▶ [Work required]:
Can you copy every item below word for word, without changing anything?
/---
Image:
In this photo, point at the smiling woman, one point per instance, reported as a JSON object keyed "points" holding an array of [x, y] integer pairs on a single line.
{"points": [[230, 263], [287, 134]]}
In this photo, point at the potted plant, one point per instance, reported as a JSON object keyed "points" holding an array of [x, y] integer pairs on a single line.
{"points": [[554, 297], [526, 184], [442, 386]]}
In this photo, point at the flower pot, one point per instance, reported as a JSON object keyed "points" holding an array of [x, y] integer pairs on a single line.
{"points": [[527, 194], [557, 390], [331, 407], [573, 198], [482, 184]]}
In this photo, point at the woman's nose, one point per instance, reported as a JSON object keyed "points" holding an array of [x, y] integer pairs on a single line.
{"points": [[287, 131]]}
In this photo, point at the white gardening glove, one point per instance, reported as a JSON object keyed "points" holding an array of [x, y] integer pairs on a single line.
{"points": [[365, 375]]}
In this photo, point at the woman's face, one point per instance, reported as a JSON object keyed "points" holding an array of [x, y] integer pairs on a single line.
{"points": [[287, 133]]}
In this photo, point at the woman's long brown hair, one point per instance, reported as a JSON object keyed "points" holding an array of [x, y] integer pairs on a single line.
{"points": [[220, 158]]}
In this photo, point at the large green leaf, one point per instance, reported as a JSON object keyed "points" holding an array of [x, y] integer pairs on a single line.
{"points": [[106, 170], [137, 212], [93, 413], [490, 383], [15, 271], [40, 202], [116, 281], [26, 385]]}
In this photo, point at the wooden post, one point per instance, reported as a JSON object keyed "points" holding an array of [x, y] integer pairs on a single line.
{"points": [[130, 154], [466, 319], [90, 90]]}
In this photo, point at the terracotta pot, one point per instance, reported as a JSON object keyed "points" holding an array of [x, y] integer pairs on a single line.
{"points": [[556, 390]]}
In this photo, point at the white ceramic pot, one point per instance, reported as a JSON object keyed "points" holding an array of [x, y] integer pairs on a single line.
\---
▶ [Finished answer]:
Image:
In this photo, point at the smiling woman, one point per instance, reported as a JSON object keyed "points" holding an array of [x, y] integer pairs on a single line.
{"points": [[230, 263], [287, 134]]}
In this photo, point at the potted plant, one point per instance, reported as a JSON object keyed "points" holding an array of [x, y] integer pairs on a single line.
{"points": [[554, 297], [526, 184], [442, 386]]}
In this photo, point at the flower pot, one point per instance, reported as a JSON object keyed "points" holding an array of [x, y] integer pairs on a single line.
{"points": [[527, 194], [557, 390], [331, 407], [573, 198], [482, 184]]}
In this photo, point at the woman's nose, one point per instance, reported as a JSON object keyed "points" holding an array of [x, y] integer pairs on a single line.
{"points": [[287, 131]]}
In this photo, point at the white gardening glove, one point per instance, reported as a JSON object keyed "points" holding an array of [x, y] integer pairs on a single line.
{"points": [[365, 375]]}
In this photo, point at the woman's face, one point per instance, reported as a JSON object keyed "points" holding an array of [x, y] integer pairs on a single line.
{"points": [[287, 133]]}
In this photo, point at the woman's long brown hair, one point per instance, reported as a JSON object keyed "points" holding an array of [x, y] integer pairs on a single line.
{"points": [[220, 158]]}
In this photo, point at the large green leaf, one point per instance, reported as a JSON object keyed "points" holding an array of [x, y] integer pairs on a single line.
{"points": [[106, 170], [137, 212], [93, 413], [490, 383], [15, 271], [40, 202], [116, 281], [26, 385]]}
In this photo, point at the wooden post, one point per instance, reported as a JSON object keyed "points" holding an array of [x, y] integer pairs on a single line.
{"points": [[130, 154], [466, 319], [90, 90]]}
In this photo, point at the terracotta pot, one point per instance, reported as a JSON object keyed "points" holding an array of [x, y] integer pairs on a single line.
{"points": [[556, 390]]}
In this photo, point at the white ceramic pot, one point per instance, reported as a JSON object keyed "points" holding an array of [x, y] integer pairs on a single line.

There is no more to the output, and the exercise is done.